### Your instructions
A word-for-word transcript of every entry is required.

### Record set
┄┄┄┄┄┄┄┄┄┄
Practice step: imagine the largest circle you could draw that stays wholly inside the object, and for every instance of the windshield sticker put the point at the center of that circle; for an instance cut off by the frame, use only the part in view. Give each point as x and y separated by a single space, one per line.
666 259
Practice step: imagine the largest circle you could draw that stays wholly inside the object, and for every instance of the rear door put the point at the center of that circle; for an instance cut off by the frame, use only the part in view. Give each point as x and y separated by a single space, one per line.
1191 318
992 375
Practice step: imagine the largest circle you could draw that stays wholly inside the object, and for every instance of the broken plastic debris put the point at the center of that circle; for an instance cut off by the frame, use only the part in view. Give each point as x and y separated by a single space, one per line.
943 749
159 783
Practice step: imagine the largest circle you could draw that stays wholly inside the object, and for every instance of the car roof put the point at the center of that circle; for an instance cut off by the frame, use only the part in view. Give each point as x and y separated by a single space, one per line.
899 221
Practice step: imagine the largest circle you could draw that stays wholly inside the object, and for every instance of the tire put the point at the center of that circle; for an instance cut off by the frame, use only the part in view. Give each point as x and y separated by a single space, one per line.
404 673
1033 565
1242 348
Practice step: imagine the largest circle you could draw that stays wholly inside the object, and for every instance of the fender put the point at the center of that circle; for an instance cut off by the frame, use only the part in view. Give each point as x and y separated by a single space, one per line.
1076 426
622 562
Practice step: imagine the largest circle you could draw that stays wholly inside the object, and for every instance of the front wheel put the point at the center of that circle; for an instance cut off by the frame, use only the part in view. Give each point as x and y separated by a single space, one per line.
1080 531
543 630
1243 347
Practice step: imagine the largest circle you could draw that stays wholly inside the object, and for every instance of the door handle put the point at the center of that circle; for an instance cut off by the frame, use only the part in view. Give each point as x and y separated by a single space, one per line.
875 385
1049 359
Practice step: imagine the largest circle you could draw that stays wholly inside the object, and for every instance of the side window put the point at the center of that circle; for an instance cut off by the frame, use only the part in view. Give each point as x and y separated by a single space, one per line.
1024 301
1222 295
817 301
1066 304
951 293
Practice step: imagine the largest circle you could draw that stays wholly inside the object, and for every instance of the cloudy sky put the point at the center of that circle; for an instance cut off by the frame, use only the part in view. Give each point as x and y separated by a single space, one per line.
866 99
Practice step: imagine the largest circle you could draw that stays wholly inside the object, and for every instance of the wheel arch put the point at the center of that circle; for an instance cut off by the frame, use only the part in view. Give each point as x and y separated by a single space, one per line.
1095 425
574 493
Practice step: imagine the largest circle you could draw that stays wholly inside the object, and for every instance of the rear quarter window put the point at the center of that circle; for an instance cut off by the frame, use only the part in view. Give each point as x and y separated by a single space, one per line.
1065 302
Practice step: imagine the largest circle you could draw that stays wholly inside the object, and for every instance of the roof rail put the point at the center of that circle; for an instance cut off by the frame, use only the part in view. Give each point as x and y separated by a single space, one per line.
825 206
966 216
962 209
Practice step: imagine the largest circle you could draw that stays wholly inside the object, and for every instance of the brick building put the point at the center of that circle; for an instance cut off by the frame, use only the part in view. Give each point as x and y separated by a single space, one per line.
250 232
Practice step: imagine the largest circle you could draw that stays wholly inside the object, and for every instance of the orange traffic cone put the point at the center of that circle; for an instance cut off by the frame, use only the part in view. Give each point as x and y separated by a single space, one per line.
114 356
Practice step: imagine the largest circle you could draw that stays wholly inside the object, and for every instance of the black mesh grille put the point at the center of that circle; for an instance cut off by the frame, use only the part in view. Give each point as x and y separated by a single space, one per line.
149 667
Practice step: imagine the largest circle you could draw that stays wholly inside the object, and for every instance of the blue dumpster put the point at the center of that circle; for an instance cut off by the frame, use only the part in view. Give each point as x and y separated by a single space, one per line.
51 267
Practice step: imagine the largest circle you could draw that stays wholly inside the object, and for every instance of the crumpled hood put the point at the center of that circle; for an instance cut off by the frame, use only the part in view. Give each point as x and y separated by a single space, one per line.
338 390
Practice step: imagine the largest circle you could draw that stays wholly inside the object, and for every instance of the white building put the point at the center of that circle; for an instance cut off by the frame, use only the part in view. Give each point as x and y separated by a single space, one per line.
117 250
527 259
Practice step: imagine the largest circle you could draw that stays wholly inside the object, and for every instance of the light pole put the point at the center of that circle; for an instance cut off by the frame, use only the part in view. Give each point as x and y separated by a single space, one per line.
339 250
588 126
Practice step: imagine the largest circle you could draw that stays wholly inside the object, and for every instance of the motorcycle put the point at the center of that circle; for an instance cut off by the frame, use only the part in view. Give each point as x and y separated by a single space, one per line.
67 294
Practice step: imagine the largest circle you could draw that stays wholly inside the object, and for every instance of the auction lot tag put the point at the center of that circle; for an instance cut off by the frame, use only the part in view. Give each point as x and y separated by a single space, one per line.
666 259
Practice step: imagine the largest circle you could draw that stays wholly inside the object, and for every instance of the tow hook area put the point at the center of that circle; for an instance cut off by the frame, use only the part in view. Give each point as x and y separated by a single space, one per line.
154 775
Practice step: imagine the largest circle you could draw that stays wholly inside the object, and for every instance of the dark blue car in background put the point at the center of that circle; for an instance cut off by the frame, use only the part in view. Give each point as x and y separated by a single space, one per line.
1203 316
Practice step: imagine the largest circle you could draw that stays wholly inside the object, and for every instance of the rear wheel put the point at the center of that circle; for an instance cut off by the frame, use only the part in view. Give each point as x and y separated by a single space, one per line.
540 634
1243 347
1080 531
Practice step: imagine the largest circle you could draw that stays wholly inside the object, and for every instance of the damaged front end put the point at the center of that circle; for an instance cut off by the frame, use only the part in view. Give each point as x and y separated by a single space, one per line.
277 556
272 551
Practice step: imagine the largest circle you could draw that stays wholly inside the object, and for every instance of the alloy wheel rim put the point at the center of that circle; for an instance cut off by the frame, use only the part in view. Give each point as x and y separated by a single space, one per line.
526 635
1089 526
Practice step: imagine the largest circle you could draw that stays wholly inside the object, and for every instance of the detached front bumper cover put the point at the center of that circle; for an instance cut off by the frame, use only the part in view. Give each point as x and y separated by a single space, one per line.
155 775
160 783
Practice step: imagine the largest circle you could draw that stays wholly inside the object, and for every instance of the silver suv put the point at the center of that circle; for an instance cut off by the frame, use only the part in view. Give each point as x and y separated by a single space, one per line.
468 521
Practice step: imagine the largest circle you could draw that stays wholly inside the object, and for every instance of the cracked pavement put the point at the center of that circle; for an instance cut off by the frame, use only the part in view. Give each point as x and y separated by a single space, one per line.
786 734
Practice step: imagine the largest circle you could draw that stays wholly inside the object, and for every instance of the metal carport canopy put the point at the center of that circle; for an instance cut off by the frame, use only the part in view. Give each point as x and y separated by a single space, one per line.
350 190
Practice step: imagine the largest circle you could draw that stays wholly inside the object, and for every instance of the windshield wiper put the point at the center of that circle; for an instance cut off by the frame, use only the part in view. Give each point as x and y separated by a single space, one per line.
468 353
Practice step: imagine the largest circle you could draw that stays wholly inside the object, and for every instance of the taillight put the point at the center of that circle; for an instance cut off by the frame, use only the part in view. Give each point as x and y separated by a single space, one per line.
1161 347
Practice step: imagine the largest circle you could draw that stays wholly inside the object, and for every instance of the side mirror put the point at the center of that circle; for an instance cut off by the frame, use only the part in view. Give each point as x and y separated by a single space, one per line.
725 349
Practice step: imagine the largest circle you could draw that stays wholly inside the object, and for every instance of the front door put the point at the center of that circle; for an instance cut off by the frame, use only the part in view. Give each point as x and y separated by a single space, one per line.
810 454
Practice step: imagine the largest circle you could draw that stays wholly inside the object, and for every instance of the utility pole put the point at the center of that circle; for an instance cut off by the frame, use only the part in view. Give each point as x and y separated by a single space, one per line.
┄┄┄┄┄┄┄┄┄┄
### Reply to the task
Practice step: imagine the largest circle you could draw that stays wholly inside the object, and for every instance of the windshield sticker put the point at the center of that circle; for an instance cut off by the frame, use only the part in view. Give each point as x and y separated by a single space, one per line.
666 259
Practice step: imagine the largest circle you could draw that stays wholly inside the object, and for every instance of the rear door put the point at the center of that circle; for an instance cut off by the frame, use only the part in view. Give each point as x and y separated by a single space, one per line.
1191 318
992 375
Practice step: imagine the largest circle you could draw that stays wholly inside the object, and for every instance of the broken plastic debris put the point at the center of that circle; for an instance cut off by the frame, use only the part in view. Give each point as x and y separated by a single space, one per line.
943 749
159 783
Practice step: imagine the largest circle you could draw that stays wholly inside the object, and for every instance of the car roof put the point at the center of that circle; for an instance cut off by the frame, use only the part in view. Give each point as x and y separated by a single space, one per line.
899 221
Practice step: imagine the largest circle you could draw that stays wholly inside the object, and for every instance of the tire put the point at the center of that circle; for an instance cut off by the frame, use only the part in view. Give each point as x and y separated by a single space, one per line.
404 673
1033 565
1242 348
Practice step: imagine the largest circle you could draw that stays wholly inside the object, and for every instance of the fender put the point at the center of that circle; for an instance cut off by the frame, use only the part in view. Give each point as x and y separated by a single space, one per line.
1076 426
622 562
Practice step: imagine the largest circle you could draw that stays wholly inside the object, and for every instance of the front wheel put the point at the center of that circle; for an instance cut off by the frame, use only the part in view. Give each point as x and y separated by a single space, one per line.
1080 531
543 630
1243 347
Practice step: imagine the largest circle you could draw that stays wholly inside the object, and for every instance of the door handle put the point at the center of that circle; for an instance cut off by the frame, use only the part in view. Give each point as x and y separated by a single space, one per line.
875 385
1049 359
Practice step: imagine the largest circle you could draw that stays wholly inside the object, and for every instance of the side window put the point at the center of that circle; for an instance cut off by the frame, use only the part in view. Give each point as x and y separated by a single space, one per line.
1024 301
1222 295
817 301
1066 304
951 293
Practice step: imagine the largest circle you could draw that stays wholly inside the object, and for every instance of the cloudy sky put the point at the center of that circle; for an instance cut off by the frame, use only the part in view. Give each point as x and y separated by a single space, one per line.
866 99
Practice step: imagine the largest circle you could draw that stays wholly inside the object, and for every instance of the wheel arch put the point at the center of that circle; for an instance cut off by the frame, use only the part in view. Give each point as x and y separated by a single space, one per line.
1095 425
574 493
Practice step: imagine the largest circle you could draw that stays wholly inside the object, and for every instance of the rear quarter window put the point at the center of that circle; for an instance cut off by the frame, use only the part in view. Give each point as x and y separated by a single space, one per line.
1065 302
Practice step: imagine the largest circle you could draw that stays wholly inside the object, and for every instance of the roof rail put the point at the center of that circle; for an instance cut off by the frame, use only the part in view. Give each point as x and y separated by a single space, one per line.
825 206
966 216
962 209
Practice step: imagine the largest circle you could draw that stays wholly inside the object, and for every instance of the brick building put the point at the center of that circle; for an instance cut off by the frame, use only the part in view. Give each point as x and y separated by a single space, one per line.
250 232
Practice step: imagine the largest circle you could draw that stays wholly inside the object, and for every instance of the orange traffic cone put the point at the center of that circle; for an instance cut off by the frame, use only the part in view. Give each point as x and y separated by a single space, one per line.
114 356
Practice step: imagine the largest circle you could draw that stays wholly inside the object, and for every instance of the black mesh grille put the point at the center of that circle; for an instance cut off by the frame, use only the part in view. Give each point as x and y separated by a single space, one per line.
149 667
Practice step: imagine the largest circle you could draw that stays wholly inside the object, and for every instance of the blue dumpster put the point at the center of that circle; for an instance cut off by the frame, use only the part in view. Give each point as x and y separated by a single space, one per line.
51 267
Practice step: imagine the largest circle you could draw that stays wholly inside the object, and for every instance of the crumpled hood put the point at the center of that circle; for an instance cut off by the frame, use only the part in view. Give each point as x and y separated by a single space, one per line.
338 390
Practice step: imagine the largest circle you could draw that stays wholly inside the object, and for every instance of the white building put the point at the center of that circle; for an instance cut off by the frame, use only the part in view. Give each point as x and y separated by a single space, one per line.
117 250
527 259
Practice step: imagine the largest circle you could draw that stays wholly inside the object, and for every instance of the light pole put the point at the center of that circle; for an instance cut off by the frame, use only the part in view. Give each point as x and y separated by a single space, one per line.
339 250
588 126
Practice step: imagine the largest circle you could draw that stays wholly inside the object, and for every instance of the motorcycle put the point at the center of that circle; for an instance cut off by the frame, use only the part in view. Give each point as x and y separated by a single space, one per line.
67 294
Practice step: imagine the largest circle you could draw that stays wholly inside the object, and for every instance of the auction lot tag put the point at the center of that circle; for an instance cut off by the frame, use only the part in view. Give each point as x and y separated by a single space, one per line.
666 259
Practice step: imagine the largest circle you could draw that stays wholly inside the object, and for every instance of the tow hook area put the point at the center of that circle; for an instance cut off by the frame, use only the part in view. Give each point as x and y separated by a single space, one per line.
154 775
Practice step: imagine the largest circle you could draw that stays wholly inside the object, and for every instance of the dark blue car in background put the point at the center of that circle; for an instance cut off by the frame, use only the part in view. Give each point as x and y separated by a single space, one per line.
1203 316
Practice step: imagine the largest circle you could draw that stays wholly inside the object, and for every instance of the rear wheel put the point at the center of that circle; for an instance cut off by the frame, use only the part in view. Give each point as x and y separated by a single space, one per line.
540 634
1243 347
1080 531
Practice step: imagine the largest circle you could draw that stays wholly inside the object, and for every instance of the damaged front end put the point at the center of that circle; for an instance cut off by the frame, use only the part in view. Give each point as x and y separated by a single space, one per line.
277 556
272 551
Practice step: imagine the largest circle you could draw that stays wholly inside the object, and for every instance of the alloy wheel rim put the point at the center of that circle; for an instance cut off by the frame, use only the part in view. Give each point as x and y separated by a single space, one per line.
526 635
1089 526
Practice step: imagine the largest circle you could draw that stays wholly inside the object, and for every instance of the detached front bumper cover put the point at the center of that circle; for an instance cut off by the frame, use only the part in view. Give each point as x and y separated by a single space, one per line.
155 775
160 783
Practice step: imagine the largest circle you could draw that stays wholly inside the object, and for every instance of the silver suv put the point at the center of that circle; for an instance cut off by the frame, use only the part in view. Give each point as x and y separated by a single space, one per line.
468 521
Practice step: imagine the largest circle you could draw that stays wholly inside the object, and for every instance of the cracked pavement put the point at the center of that circle; for an instance cut off by the frame, use only the part in view. Give each point as x and y separated by a single space, one per line.
786 734
Practice step: imagine the largest circle you could draw that stays wholly inside the object, and for every instance of the metal carport canopy put the point at the center of that circle; for an instance cut off by the frame, use only the part in view. Give each point as x and y separated by a single space, one per line.
350 190
Practice step: imagine the largest circle you could draw that stays wholly inside the object, and for every instance of the windshield wiper put the point at the center of that circle; for an instance cut off by the frame, use only the part in view. Give each point as x and y separated by a single space, one per line.
468 353
Practice step: imagine the largest circle you could draw that stays wholly inside the object, and for every instance of the taillight put the point at the center of that circle; for an instance cut off by the frame, use only the part in view. Give each point as x and y separated by a single space, one per line.
1161 347
Practice step: imagine the largest circle you could draw that stays wholly inside the object, and for every instance of the side mirror put the point at the center of that circle; for an instance cut off by the frame, use only the part in view. Give each point as x and y separated by a single space, one per line.
725 349
Practice step: imagine the largest circle you could draw that stays wholly inside the object, and for every instance of the front door put the point at the center of that circle; for an instance cut off by the frame, use only the part in view. Give each point as x and y separated by a single space, one per line.
810 454
Practice step: imagine the largest circle you could draw that stays wholly inside the object, and for every instance of the utility pole put the point at the center of that circle; for an instance cut off by the frame, use only the part in view. Give each point as x and y separated by a single space, one per line.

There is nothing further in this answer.